[What you are asked to do]
Put each line of the entries below into a Markdown table with two columns, Row and Line. Number the rows in order and leave out any blank lines.

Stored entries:
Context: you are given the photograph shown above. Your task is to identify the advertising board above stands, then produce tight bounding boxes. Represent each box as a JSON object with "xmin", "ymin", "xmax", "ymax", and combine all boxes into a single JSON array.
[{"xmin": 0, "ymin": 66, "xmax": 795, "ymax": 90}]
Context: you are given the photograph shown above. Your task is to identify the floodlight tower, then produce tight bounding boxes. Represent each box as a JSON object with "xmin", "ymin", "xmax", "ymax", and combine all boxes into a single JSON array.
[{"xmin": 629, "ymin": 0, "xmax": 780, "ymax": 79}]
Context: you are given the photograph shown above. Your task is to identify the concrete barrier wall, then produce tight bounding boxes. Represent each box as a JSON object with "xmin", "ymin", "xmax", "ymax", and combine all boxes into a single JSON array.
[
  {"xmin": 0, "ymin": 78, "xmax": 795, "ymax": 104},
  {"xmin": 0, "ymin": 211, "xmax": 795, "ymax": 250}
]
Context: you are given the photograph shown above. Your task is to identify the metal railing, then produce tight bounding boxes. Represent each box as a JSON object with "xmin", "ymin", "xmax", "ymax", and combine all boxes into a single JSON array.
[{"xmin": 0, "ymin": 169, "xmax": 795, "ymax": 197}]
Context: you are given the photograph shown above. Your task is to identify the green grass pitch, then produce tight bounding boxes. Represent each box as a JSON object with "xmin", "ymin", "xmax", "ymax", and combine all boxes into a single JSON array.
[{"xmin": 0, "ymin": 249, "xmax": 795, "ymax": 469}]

[Answer to this task]
| Row | Line |
|---|---|
| 1 | Context: you are given the photograph shown above. Your task is to identify the advertising board above stands, then produce tight bounding boxes. Represent each box as a JSON object with "xmin", "ymin", "xmax", "ymax", and combine all boxes into a single JSON array. |
| 2 | [{"xmin": 0, "ymin": 66, "xmax": 795, "ymax": 90}] |
| 3 | Context: you are given the photograph shown above. Your task is to identify the floodlight tower, then produce tight bounding boxes. Represent each box as a JSON object with "xmin", "ymin", "xmax", "ymax", and combine all boxes into a single JSON array. |
| 4 | [{"xmin": 629, "ymin": 0, "xmax": 780, "ymax": 79}] |
| 5 | Context: you are given the photograph shown above. Your task is to identify the concrete barrier wall, then produce tight bounding boxes. Represent each box as a JSON object with "xmin", "ymin", "xmax", "ymax", and combine all boxes into a single JSON array. |
| 6 | [ |
| 7 |   {"xmin": 0, "ymin": 78, "xmax": 795, "ymax": 104}, |
| 8 |   {"xmin": 0, "ymin": 211, "xmax": 795, "ymax": 250} |
| 9 | ] |
| 10 | Context: you are given the photograph shown above. Your task is to identify the metal railing, then produce tight bounding boxes. Represent each box as a JSON object with "xmin", "ymin", "xmax", "ymax", and combine all boxes into a single JSON array. |
| 11 | [{"xmin": 0, "ymin": 169, "xmax": 795, "ymax": 197}] |
| 12 | Context: you are given the photograph shown above. Your task is to identify the green grass pitch, then produce tight bounding boxes. Represent each box as a JSON object with "xmin", "ymin", "xmax", "ymax", and combine all boxes into a single JSON array. |
| 13 | [{"xmin": 0, "ymin": 249, "xmax": 795, "ymax": 469}] |